== Material to process
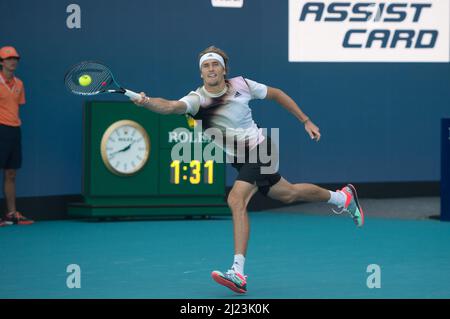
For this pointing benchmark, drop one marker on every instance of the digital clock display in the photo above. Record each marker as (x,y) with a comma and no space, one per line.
(192,172)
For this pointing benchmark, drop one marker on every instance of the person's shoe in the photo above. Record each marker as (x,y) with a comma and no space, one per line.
(231,279)
(18,218)
(4,223)
(352,205)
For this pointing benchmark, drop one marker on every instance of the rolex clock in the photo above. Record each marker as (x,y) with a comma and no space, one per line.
(129,171)
(125,147)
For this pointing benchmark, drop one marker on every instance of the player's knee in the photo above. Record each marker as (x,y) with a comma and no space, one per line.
(10,175)
(289,197)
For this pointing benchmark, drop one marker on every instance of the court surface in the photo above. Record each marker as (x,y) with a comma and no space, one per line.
(291,255)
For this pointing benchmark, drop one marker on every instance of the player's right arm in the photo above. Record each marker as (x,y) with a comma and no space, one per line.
(160,105)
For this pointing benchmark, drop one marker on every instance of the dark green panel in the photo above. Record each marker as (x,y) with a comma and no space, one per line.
(100,180)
====
(Description of the task)
Rewrite every one of the records above with "drop one marker" changed to "place one marker" and the rest of each line kept as is. Omit the pictures from your version.

(Solution to this task)
For this pointing benchmark, place one marker on every instance of the digital clock display in the photo above. Record each marker as (x,y) with a comma and no space, one per line.
(192,172)
For this pointing benchmark, place one marker on every instance of the person's shoe in the photo above. Record each marker as (x,y) with a comma and no space, one per line.
(231,279)
(18,218)
(4,223)
(352,205)
For this pointing benchmark, place one marker on every instance of the rolex clock in the photo above. Record each marker as (x,y) with a comma and no space, one per line.
(129,171)
(125,147)
For this pointing benchmark, place one marker on every instance of the player's knee in the photo above. Record each marker as (x,y) with a comma and no space, one per line.
(10,175)
(289,197)
For this pointing benchmark, place one marker on every instance of the court surface in the photo above. Record each marker as (x,y) with a comma and no space, one per line.
(291,255)
For this pointing benchmark, place one marker on every instance of the player's right arm in the photo above. Record each marker as (x,y) with a comma and no space, one per line.
(160,105)
For this pointing benchmark, place one marker on every instance of the dark green panel in the photo above. Record each marker as (x,y) with a comma and no space, one per line.
(100,180)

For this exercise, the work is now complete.